[Dataset entries]:
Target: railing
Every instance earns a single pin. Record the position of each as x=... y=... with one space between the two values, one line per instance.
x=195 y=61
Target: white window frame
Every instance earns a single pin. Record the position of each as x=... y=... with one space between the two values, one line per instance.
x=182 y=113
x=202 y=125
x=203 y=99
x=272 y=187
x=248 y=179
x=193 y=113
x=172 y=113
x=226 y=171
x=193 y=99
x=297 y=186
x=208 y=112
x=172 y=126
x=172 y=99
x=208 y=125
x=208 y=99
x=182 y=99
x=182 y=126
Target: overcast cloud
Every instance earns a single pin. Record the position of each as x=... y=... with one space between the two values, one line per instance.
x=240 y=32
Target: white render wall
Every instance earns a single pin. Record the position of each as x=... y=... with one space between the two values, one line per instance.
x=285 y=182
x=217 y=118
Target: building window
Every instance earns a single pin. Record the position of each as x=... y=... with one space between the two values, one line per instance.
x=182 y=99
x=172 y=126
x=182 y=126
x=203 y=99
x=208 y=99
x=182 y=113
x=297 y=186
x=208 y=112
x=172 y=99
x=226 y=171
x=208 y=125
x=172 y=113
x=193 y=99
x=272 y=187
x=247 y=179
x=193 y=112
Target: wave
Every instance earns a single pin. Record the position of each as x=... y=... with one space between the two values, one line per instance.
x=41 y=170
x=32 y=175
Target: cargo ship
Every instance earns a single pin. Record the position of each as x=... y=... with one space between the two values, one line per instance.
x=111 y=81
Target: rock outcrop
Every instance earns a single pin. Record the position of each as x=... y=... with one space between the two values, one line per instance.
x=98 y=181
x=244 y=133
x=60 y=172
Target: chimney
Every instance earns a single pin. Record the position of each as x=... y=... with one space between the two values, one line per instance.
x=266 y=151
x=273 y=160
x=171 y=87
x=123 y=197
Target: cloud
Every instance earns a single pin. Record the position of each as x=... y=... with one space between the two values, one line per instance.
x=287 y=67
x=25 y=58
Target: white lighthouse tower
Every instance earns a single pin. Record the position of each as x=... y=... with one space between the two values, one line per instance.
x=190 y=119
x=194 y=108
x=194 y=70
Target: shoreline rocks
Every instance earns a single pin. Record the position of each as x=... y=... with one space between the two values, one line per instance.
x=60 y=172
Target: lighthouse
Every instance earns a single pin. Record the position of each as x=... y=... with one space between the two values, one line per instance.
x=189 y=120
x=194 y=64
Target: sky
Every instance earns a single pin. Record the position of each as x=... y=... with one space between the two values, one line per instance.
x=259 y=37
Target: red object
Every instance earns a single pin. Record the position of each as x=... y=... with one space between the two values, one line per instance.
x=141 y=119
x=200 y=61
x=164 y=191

[Work required]:
Rewrite the whole listing above, replacing every "pin" with "marker" and leaving all other text as it is.

[Result below]:
Target: railing
Every instance earns a single marker. Record the position of each as x=... y=... with one space between the two values, one line per instance.
x=195 y=61
Target: white window frame
Every instance earns a single marker. Record the position of each as x=... y=... with one space between the two values, one line per instance.
x=182 y=113
x=202 y=125
x=203 y=99
x=272 y=187
x=248 y=179
x=193 y=113
x=172 y=113
x=226 y=171
x=193 y=99
x=297 y=186
x=208 y=112
x=172 y=126
x=172 y=99
x=208 y=125
x=208 y=99
x=182 y=99
x=182 y=126
Target: overcast cloud
Every instance earns a single marker. Record the position of each as x=... y=... with one space between the two values, one line per instance.
x=240 y=32
Target: white render wall
Every instance earns a single marker. Record the position of each as x=... y=... with one space between the two values, one line per instance.
x=285 y=182
x=217 y=118
Target: building window
Every instance earns a single marker. Record the position of each as x=... y=... with one space between the two values, one line per instance.
x=182 y=99
x=172 y=126
x=182 y=126
x=203 y=99
x=208 y=99
x=182 y=113
x=297 y=186
x=208 y=112
x=172 y=99
x=226 y=171
x=208 y=125
x=172 y=113
x=193 y=99
x=272 y=187
x=247 y=179
x=193 y=112
Target: wave
Every instance earns a single marker. Record the position of each as x=... y=... with one space between the two values, one line per instance.
x=41 y=170
x=32 y=175
Target: cargo ship
Every instance earns a single marker. Record the position of each as x=... y=... with one space between the two values, one line per instance.
x=111 y=81
Target: rock outcrop
Every instance earns a single marker. Record the position of each as x=... y=... with one space between the two values, one line per instance.
x=98 y=181
x=244 y=133
x=60 y=172
Target: chimney
Every instance earns a single marker. Record the position of each as x=... y=... with one space between the two values, one line per instance.
x=266 y=151
x=273 y=160
x=171 y=87
x=123 y=197
Target: cloud
Every instance earns a single marker. Record the position of each as x=... y=... with one space between the two values, one line per instance.
x=287 y=67
x=25 y=58
Target: white lighthouse tower
Every instance earns a single marker. Record the position of each as x=... y=... with one space between the two values, one line per instance.
x=190 y=119
x=194 y=108
x=194 y=70
Target: shoreline rocks
Every instance earns a single marker. Record the position of each as x=... y=... with one space between the two values, one line per instance.
x=60 y=172
Target: lighthouse
Every instance earns a single marker. Record the position of each as x=... y=... with one space between the two values, one line per instance.
x=189 y=120
x=194 y=64
Target: sky
Every instance earns a single marker. Record the position of each as x=... y=... with one space between the two values, one line per instance.
x=259 y=37
Target: red object
Every instance earns a single marker. Record the position of each as x=... y=... with one space between the two values, one line per instance.
x=141 y=119
x=200 y=61
x=164 y=191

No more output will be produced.